● BRIEF 1
In the Hong Kong Derby article, condense the paragraph beginning "What is class?" into a short list that keeps its main points.
● BRIEF 2
Write out word for word the part of the Hong Kong Derby article that opens with the words containing "Appreciative Chad Schofield" and closes with "50-50 since 2000.".
● BRIEF 3
The Hong Kong Derby article says the 2001 ratings "says nothing about the quality of the race." What reason does it give for this?

“The most important thing in a race is the class factor – find the horse with the class and that takes you a long way to finding the winner.”

It’s an abstract proposition on par with trying to grasp a cloud in your hand but, with that broad concept, champion trainer John Size laid out the argument for Nothingilikemore as he renews the annual battle of southern hemisphere versus northern hemisphere, cheap versus expensive and Private Purchase Griffin (PPG) versus Private Purchase (PP) in a race that drives an entire cottage industry, Sunday’s HK$18 million BMW Hong Kong Derby.

In a piece earlier this week, colleague Michael Cox put a rough figure of HK$90 million on what it cost to bring 14 four-year-olds together for just over two minutes at Sha Tin on Sunday but that doesn’t include purpose-bought PPs that didn’t get there. And there are more of those.

What is class? It’s an open argument. There’s a saying that form is temporary, class is permanent and that ties into the best definition that I’ve seen - repeatable excellence. It’s not just a great performance – we’ve all seen horses who can pull out one great performance and never do it again. Class is the ability to turn up and do that quality performance all, or most, of the time.

“I’m not worrying about the distance. Plenty of horses go around in the Derby and are unknown at the distance – some of the winners weren’t expected to run it,” says Size, who attacks the race two-handed with Ping Hai Star but Nothingilikemore has been the focus of the race for more than half a year. “He has been the highest-rated horse of his age group for a long time and those horses always seem to be effective in the Derby.”

Appreciative Chad Schofield relishing opportunity on Hong Kong Derby favourite Singapore Sling

So is the highest rating reflective of class? How important has it been? Well, the actual highest-rated horse has won his share – honours sit at 50-50 since 2000.

Of course, the Derby is not the same race it was. There is something being made of the fact that five runners are rated in triple figures by the handicapper for the first time since 2012. But, in the 2001 edition, only one runner was rated under 100, and he was on 96. That says nothing about the quality of the race and a lot more about how handicapping philosophy has altered since. Horses frequently walked off the plane with 100-plus ratings then, which never happens now.

● Entries on locating named things

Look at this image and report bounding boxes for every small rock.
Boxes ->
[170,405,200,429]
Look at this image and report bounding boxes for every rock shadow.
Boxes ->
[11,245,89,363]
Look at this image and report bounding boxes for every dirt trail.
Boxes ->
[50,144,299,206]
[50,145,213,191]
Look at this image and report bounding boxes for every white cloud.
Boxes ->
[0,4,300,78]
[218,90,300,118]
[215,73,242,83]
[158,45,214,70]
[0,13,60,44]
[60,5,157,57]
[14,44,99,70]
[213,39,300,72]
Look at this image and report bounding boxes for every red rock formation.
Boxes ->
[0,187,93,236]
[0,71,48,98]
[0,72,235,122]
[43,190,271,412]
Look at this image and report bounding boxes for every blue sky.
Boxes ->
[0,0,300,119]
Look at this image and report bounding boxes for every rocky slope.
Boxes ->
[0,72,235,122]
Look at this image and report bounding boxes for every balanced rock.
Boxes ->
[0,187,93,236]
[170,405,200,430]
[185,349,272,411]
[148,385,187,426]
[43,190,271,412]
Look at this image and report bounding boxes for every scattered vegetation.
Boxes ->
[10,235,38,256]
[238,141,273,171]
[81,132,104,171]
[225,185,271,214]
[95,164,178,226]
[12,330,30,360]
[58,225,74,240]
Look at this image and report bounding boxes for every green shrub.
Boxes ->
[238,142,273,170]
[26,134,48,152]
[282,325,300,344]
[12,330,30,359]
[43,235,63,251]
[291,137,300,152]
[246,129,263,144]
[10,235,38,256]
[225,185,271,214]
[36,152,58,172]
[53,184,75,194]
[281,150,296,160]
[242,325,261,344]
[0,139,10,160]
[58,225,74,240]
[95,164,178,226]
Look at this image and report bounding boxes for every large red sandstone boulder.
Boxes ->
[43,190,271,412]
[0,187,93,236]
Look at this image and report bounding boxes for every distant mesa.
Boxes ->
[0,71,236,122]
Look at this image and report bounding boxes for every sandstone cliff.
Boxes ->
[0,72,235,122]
...
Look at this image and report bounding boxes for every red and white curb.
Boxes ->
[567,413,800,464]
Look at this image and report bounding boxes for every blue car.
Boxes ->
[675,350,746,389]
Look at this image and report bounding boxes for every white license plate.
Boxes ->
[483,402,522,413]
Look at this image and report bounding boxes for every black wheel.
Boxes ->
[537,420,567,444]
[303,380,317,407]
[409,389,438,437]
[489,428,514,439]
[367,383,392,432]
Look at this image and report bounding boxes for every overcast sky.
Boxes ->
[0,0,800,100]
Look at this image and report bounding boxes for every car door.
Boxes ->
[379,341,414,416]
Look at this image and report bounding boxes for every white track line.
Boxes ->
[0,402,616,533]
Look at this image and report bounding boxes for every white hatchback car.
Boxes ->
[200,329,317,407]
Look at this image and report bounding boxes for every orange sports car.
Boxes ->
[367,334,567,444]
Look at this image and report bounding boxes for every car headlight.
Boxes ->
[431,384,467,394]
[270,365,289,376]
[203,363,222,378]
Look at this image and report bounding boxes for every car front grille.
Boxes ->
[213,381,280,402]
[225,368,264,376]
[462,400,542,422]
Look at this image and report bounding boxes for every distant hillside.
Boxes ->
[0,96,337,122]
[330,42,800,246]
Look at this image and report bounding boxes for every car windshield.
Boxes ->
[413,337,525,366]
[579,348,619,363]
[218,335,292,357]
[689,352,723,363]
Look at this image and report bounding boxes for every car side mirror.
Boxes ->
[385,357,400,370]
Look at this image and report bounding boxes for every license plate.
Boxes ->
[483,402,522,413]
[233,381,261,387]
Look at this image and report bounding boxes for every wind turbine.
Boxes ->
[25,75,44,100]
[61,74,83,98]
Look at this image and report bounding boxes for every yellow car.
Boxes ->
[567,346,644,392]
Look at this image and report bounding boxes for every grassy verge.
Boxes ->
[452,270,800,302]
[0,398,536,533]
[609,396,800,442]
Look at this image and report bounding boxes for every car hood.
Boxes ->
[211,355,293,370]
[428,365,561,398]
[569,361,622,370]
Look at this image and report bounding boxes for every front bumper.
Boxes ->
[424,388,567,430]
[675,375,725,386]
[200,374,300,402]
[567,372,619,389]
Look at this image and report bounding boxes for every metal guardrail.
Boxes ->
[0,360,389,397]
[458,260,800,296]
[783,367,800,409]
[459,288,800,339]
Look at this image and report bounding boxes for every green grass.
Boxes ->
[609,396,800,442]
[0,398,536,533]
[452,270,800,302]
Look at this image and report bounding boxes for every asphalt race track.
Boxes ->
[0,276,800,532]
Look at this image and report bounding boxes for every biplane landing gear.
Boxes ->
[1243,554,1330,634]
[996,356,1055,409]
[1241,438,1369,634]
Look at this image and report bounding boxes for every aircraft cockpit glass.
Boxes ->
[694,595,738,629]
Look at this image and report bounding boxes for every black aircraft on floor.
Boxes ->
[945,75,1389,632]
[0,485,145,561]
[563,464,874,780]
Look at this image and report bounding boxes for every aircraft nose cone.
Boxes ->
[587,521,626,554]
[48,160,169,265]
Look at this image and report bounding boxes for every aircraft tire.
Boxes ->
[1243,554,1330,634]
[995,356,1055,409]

● FULL RESPONSE 1
- What counts as class is open to argument.
- A saying holds that form is temporary and class is permanent.
- The best definition seen is "repeatable excellence."
- One great performance is not enough, since some horses manage it once and never again.
- Class is the ability to turn in that quality performance all or most of the time.

● FULL RESPONSE 2
Appreciative Chad Schofield relishing opportunity on Hong Kong Derby favourite Singapore Sling

So is the highest rating reflective of class? How important has it been? Well, the actual highest-rated horse has won his share – honours sit at 50-50 since 2000.

● FULL RESPONSE 3
The 2001 ratings say more about how handicapping philosophy has changed since then. At that time horses frequently arrived with ratings of 100 or more, which never happens now.